Available data:
Segment Open

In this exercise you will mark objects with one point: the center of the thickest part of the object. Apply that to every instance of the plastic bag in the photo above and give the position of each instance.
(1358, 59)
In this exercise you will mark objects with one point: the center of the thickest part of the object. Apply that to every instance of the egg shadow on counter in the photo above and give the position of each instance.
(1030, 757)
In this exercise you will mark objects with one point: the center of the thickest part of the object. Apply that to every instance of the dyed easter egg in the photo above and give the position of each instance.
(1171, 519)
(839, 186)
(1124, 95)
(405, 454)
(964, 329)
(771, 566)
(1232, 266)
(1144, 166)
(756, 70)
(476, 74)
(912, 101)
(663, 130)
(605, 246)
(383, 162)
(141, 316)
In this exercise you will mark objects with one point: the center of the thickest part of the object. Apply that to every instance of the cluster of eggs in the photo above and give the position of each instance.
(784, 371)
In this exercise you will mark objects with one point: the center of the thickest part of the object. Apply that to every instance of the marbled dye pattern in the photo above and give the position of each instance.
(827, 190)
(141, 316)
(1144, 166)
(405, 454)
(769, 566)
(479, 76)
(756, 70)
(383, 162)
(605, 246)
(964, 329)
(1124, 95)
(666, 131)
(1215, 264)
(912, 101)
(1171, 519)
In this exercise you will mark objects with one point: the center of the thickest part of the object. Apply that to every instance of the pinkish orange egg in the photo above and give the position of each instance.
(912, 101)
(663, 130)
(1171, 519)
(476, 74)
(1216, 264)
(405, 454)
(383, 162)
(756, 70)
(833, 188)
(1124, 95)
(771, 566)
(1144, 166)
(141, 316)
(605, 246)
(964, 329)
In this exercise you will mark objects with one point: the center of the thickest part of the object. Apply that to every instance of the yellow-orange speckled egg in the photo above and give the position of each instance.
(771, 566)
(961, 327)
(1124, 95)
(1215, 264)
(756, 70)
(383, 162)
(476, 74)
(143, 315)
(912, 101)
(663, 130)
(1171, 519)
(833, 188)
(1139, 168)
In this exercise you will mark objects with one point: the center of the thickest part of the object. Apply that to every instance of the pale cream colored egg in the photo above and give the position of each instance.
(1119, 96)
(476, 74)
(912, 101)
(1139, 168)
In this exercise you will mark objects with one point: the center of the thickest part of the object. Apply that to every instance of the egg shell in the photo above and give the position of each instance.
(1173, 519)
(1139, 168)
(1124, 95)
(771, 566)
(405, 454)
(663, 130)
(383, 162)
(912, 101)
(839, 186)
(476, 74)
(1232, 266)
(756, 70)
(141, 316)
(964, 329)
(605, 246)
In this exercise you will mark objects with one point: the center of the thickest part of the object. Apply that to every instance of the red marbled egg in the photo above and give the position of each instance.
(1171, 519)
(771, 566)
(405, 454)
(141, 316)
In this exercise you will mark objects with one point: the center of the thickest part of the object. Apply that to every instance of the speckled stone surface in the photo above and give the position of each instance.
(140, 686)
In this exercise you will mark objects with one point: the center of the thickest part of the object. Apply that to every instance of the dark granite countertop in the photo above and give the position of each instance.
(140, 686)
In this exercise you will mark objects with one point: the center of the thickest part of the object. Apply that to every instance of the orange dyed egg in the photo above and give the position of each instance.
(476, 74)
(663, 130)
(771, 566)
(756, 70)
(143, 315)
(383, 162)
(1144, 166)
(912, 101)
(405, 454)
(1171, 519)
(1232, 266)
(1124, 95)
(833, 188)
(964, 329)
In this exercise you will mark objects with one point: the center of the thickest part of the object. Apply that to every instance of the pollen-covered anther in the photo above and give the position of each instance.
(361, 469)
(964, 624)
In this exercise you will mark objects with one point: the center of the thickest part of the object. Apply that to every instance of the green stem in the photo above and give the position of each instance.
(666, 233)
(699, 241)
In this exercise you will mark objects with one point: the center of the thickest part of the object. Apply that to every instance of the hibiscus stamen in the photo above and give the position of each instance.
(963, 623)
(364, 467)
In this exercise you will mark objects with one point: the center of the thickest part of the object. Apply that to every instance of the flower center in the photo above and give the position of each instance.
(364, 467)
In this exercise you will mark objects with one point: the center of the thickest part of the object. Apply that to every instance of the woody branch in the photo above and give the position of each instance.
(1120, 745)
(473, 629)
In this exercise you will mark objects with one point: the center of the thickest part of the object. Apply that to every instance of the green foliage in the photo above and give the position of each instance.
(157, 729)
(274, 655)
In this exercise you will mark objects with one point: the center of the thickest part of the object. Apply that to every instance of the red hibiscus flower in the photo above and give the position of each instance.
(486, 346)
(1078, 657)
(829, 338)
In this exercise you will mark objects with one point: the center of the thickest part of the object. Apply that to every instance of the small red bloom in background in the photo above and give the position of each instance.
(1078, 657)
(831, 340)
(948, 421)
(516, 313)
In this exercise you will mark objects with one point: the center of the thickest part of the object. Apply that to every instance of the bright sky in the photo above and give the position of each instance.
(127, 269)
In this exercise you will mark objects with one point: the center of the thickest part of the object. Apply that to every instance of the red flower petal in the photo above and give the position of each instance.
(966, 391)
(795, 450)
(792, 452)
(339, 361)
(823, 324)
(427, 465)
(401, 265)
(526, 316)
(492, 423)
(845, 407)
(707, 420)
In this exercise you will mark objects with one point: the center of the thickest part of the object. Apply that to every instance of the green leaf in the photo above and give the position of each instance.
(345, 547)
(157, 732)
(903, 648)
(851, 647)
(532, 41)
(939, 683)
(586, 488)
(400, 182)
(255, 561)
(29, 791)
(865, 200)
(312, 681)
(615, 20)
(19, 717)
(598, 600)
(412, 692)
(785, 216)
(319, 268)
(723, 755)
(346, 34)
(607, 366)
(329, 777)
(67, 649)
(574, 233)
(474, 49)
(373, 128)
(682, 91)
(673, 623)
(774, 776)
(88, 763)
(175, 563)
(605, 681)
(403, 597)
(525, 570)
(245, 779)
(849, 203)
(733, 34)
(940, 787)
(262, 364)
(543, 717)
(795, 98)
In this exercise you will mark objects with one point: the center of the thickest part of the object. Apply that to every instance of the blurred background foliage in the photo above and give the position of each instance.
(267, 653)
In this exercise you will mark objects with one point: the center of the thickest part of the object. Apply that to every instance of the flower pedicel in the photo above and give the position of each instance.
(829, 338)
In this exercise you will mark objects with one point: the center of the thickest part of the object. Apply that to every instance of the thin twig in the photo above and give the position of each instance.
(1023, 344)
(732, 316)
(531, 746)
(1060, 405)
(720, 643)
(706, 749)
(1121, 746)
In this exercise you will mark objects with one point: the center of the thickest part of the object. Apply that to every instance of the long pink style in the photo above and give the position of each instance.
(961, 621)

Segment Closed

What is being asked: Each line from the one containing "the flower pedicel" through the end of the material should be restated word for word; leave out every line before it.

Answer space:
In this exercise you will mark objects with one point: the center of the thickest part of the object. Apply that to every instance of the flower pedicel in the photo above and give the position of each instance.
(829, 338)
In this exercise you will mark objects with one point: the center of the thickest part of the object. Apply that to every instance of the thin twig in the photo above and give the position of each instance.
(1023, 344)
(732, 316)
(531, 746)
(1060, 405)
(720, 643)
(706, 749)
(1121, 746)
In this exercise you will mark objects with one point: the center of the thickest part of the object. Apply that to every instance of the long pink style in the photo above and give the position of each instance.
(961, 621)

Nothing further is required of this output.